> TASK DIRECTIONS: Each entry should be duplicated verbatim; its pictures should not be.

[DATA LISTING — start]

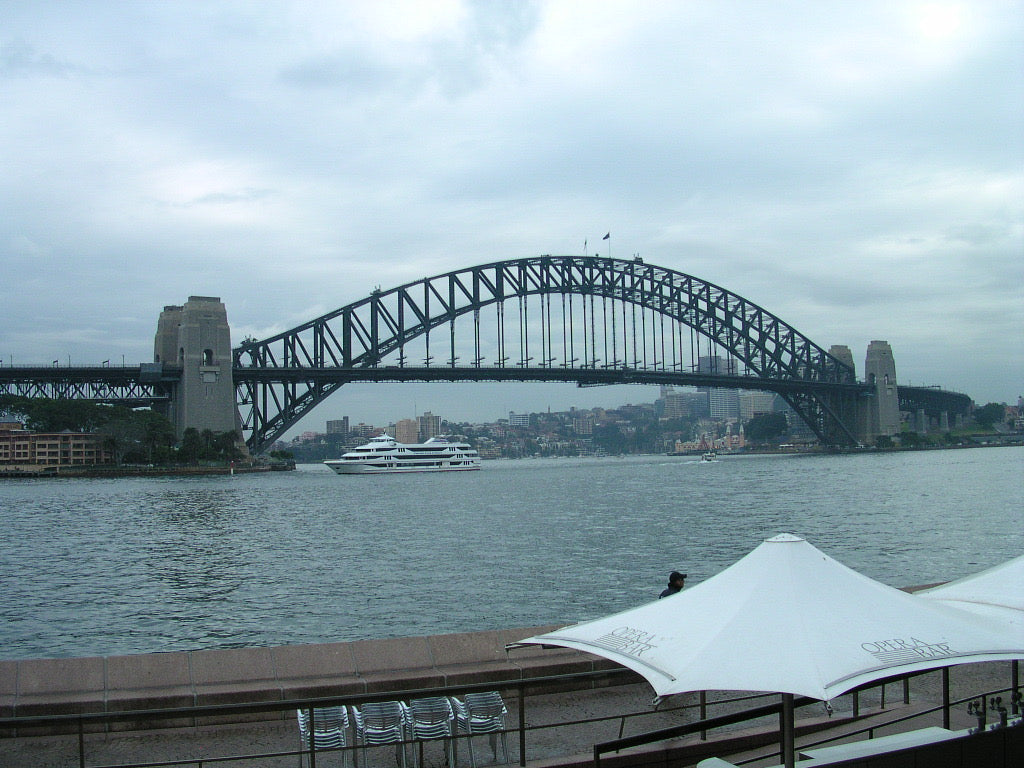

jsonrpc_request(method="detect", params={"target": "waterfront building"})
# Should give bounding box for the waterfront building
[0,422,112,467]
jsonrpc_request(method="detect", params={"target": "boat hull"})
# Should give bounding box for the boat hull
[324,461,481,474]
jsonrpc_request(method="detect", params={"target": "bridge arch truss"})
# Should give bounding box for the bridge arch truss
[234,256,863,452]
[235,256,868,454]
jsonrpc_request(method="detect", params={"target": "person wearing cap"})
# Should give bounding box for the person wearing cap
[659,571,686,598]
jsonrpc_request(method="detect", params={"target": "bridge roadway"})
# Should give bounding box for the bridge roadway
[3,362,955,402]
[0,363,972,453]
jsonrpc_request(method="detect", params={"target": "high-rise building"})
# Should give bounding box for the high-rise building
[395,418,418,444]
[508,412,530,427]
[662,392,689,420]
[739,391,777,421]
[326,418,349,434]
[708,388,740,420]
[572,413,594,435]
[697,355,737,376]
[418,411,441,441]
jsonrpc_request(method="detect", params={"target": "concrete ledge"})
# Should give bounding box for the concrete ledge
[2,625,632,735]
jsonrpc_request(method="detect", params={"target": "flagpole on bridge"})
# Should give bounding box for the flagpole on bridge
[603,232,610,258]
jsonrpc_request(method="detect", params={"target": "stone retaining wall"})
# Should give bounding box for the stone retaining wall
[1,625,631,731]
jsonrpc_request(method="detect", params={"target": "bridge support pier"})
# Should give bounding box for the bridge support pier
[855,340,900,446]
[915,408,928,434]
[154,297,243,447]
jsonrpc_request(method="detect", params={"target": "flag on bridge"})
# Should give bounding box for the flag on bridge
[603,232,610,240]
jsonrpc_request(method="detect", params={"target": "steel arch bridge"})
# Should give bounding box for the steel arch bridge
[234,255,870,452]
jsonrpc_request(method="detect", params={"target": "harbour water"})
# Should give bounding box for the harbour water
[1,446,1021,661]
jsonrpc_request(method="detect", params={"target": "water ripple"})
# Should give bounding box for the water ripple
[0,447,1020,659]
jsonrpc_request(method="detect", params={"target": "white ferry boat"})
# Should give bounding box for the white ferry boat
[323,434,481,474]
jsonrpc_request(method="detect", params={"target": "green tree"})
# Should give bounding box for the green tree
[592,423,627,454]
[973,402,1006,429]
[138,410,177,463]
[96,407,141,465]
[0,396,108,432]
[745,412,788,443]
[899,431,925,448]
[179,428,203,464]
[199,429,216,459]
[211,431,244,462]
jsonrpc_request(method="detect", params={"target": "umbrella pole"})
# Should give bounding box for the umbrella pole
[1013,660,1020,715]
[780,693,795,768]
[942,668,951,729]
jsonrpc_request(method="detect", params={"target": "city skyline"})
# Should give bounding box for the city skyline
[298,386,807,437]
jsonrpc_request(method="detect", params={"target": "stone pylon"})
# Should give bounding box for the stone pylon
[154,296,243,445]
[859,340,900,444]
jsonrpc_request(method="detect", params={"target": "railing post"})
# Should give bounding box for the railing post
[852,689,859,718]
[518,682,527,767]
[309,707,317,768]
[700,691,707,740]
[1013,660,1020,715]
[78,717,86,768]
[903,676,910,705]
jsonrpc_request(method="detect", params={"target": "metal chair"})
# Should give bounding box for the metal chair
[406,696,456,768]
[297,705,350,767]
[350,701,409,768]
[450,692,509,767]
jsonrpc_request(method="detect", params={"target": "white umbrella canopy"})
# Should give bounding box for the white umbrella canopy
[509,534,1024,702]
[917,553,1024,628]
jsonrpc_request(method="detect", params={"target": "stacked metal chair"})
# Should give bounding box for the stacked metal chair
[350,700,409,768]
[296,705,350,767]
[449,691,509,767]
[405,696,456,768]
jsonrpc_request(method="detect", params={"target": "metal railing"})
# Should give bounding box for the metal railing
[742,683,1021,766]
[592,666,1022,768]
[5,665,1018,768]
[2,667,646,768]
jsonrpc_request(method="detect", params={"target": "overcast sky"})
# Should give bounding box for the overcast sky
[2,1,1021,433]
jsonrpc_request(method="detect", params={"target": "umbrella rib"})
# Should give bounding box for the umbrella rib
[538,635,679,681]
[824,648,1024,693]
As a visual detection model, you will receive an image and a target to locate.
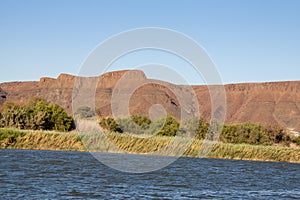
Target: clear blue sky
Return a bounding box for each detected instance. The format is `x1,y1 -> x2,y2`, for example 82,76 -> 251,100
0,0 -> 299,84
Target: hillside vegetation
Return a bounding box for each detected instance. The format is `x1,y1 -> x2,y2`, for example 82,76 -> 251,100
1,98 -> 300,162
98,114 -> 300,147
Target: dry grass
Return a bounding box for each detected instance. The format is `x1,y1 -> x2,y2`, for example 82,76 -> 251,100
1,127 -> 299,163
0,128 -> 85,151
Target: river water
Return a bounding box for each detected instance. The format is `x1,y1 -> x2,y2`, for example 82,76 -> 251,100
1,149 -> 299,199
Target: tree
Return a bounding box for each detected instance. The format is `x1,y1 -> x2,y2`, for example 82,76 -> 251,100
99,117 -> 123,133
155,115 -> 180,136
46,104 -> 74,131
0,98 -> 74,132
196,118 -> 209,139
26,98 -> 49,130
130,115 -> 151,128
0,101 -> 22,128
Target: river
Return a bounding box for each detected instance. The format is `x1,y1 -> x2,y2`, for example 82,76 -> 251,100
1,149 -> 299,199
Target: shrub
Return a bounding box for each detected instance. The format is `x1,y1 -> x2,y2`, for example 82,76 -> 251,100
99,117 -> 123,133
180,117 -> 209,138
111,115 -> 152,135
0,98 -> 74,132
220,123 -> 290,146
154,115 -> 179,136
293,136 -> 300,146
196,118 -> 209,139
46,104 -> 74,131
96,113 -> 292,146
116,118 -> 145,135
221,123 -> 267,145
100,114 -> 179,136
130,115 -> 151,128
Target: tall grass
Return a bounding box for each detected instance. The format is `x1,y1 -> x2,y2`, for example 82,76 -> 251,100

[DATA LISTING — finish]

> ANSWER TO THIS PROBLEM:
jsonrpc_request(method="detect", params={"target": "waterfront building"})
# Should give bounding box for the waterfront building
[0,422,112,467]
jsonrpc_request(method="detect", params={"target": "boat hull"})
# Should give bounding box for the boat hull
[324,461,481,474]
jsonrpc_request(method="detect", params={"target": "bridge arch truss"})
# Should give bounding box for the bridge arch truss
[234,256,863,452]
[235,256,868,454]
jsonrpc_request(method="detect", params={"target": "person wearing cap"})
# Should give bounding box for the person wearing cap
[659,571,686,598]
jsonrpc_request(method="detect", params={"target": "bridge roadway"})
# Should give bounding box for the bridge roadway
[3,362,955,402]
[0,363,972,453]
jsonrpc_request(method="detect", params={"target": "high-rise building"})
# Should give bounding box for the high-rise building
[395,418,418,444]
[508,412,530,427]
[662,392,689,420]
[739,391,777,421]
[326,418,349,434]
[708,388,740,420]
[572,413,594,435]
[697,355,737,376]
[418,411,441,441]
jsonrpc_request(method="detect", params={"target": "concrete ledge"})
# Should give bounding box for the concrete ledge
[2,625,632,735]
jsonrpc_request(method="detect", params={"target": "flagpole on bridge"})
# Should give bounding box for the flagpole on bridge
[603,232,610,258]
jsonrpc_request(method="detect", params={"target": "stone retaining wall"})
# Should give bounding box for the stone retaining wall
[1,625,631,731]
jsonrpc_request(method="detect", params={"target": "bridge support pier"})
# Should give bounding box for the bridge support pier
[855,340,900,446]
[915,408,928,434]
[154,297,243,447]
jsonrpc_request(method="detect", params={"target": "flag on bridge"})
# Should give bounding box for the flag on bridge
[603,232,610,240]
jsonrpc_request(method="detect", params={"target": "steel arch bridge"})
# Should give bounding box for the steel arch bridge
[234,255,870,452]
jsonrpc_request(method="detect", params={"target": "harbour water"})
# Should give bounding box for the harbour water
[1,446,1021,661]
jsonrpc_request(method="detect", params={"target": "water ripple"})
# Should give bounding box for the water ripple
[0,447,1020,659]
jsonrpc_request(method="detect", params={"target": "white ferry boat"})
# Should give bounding box for the white ferry boat
[323,434,481,474]
jsonrpc_request(method="detect", params={"target": "green tree"})
# Should give bounding box for the green tree
[592,423,627,454]
[973,402,1006,429]
[138,410,177,463]
[96,407,141,465]
[0,396,108,432]
[745,412,788,443]
[899,431,925,448]
[179,428,203,464]
[199,429,216,459]
[211,431,244,462]
jsonrpc_request(method="detect", params={"target": "umbrella pole"})
# Should give bounding box for the umbrella pole
[1013,660,1020,715]
[780,693,795,768]
[942,668,951,729]
jsonrpc_request(method="detect", params={"target": "city skyline"})
# Should give bounding box for the city skyline
[298,386,807,437]
jsonrpc_request(method="detect", params={"target": "stone pylon"})
# Should give bounding box for the stone pylon
[154,296,243,445]
[859,340,900,444]
jsonrpc_request(method="detect", params={"target": "railing post"})
# Should give bounding box for the railing post
[852,689,859,718]
[518,682,527,767]
[309,707,317,768]
[700,691,707,740]
[1013,660,1020,715]
[78,717,86,768]
[903,676,910,705]
jsonrpc_request(method="detect", params={"target": "metal chair"})
# Should give bounding box for the metal chair
[406,696,456,768]
[297,705,350,767]
[350,701,409,768]
[450,692,509,767]
jsonrpc_request(method="detect", params={"target": "white umbrella canopy"})
# Should give bounding box for the white umbrella canopy
[509,534,1024,702]
[917,553,1024,628]
jsonrpc_request(method="detect", params={"target": "stacked metal chair"})
# Should give bounding box for the stacked metal chair
[350,700,409,768]
[296,705,350,767]
[449,691,509,767]
[405,696,456,768]
jsonrpc_request(method="detect", params={"target": "metal railing"})
# Should give bounding box for the metal railing
[742,683,1021,766]
[592,666,1022,768]
[5,665,1018,768]
[2,667,646,768]
jsonrpc_request(method="detect", params={"target": "overcast sky"})
# Should give bounding box for the overcast sky
[2,1,1021,433]
jsonrpc_request(method="detect", params={"target": "umbrella rib"})
# Should give bounding box for the umbrella rib
[538,635,679,681]
[824,648,1024,693]
As a visual detection model, you will receive an image and a target to locate.
Target: clear blue sky
Return a bounding box for each detected instance. The format is `x1,y1 -> x2,y2`, for example 82,76 -> 251,100
0,0 -> 299,84
Target: hillside vegetation
Return a bounding box for each detected instance. The format is `x1,y1 -> x2,y2`, for example 82,76 -> 251,100
1,98 -> 300,162
98,114 -> 300,147
Target: dry grass
Return a bounding box for each detected instance. The format is `x1,y1 -> x2,y2`, for example 82,76 -> 251,100
1,127 -> 299,163
0,128 -> 85,151
Target: river water
Return a bounding box for each detected instance. The format is `x1,y1 -> x2,y2`, for example 82,76 -> 251,100
1,149 -> 299,199
Target: tree
Return a bounding box for each detected instance. The format is `x1,y1 -> x2,y2`, for example 82,76 -> 251,100
99,117 -> 123,133
155,115 -> 180,136
46,104 -> 74,131
0,98 -> 74,132
196,118 -> 209,139
26,98 -> 49,130
130,115 -> 151,128
0,101 -> 22,128
Target: river
Return a bounding box for each detected instance. The format is `x1,y1 -> x2,y2`, for example 82,76 -> 251,100
1,149 -> 299,199
Target: shrub
Return a bounding box for each detected instance. The format is `x1,y1 -> x2,y2`, for example 82,76 -> 251,100
99,117 -> 123,133
180,117 -> 209,138
111,115 -> 152,135
0,98 -> 74,132
220,123 -> 290,146
154,115 -> 179,136
293,136 -> 300,146
196,118 -> 209,139
46,104 -> 74,131
96,113 -> 292,146
116,118 -> 145,135
221,123 -> 267,145
100,114 -> 179,136
130,115 -> 151,128
Target: tall grass
Return a bounding box for each detected instance. The format is `x1,y1 -> x2,y2`, for example 82,76 -> 251,100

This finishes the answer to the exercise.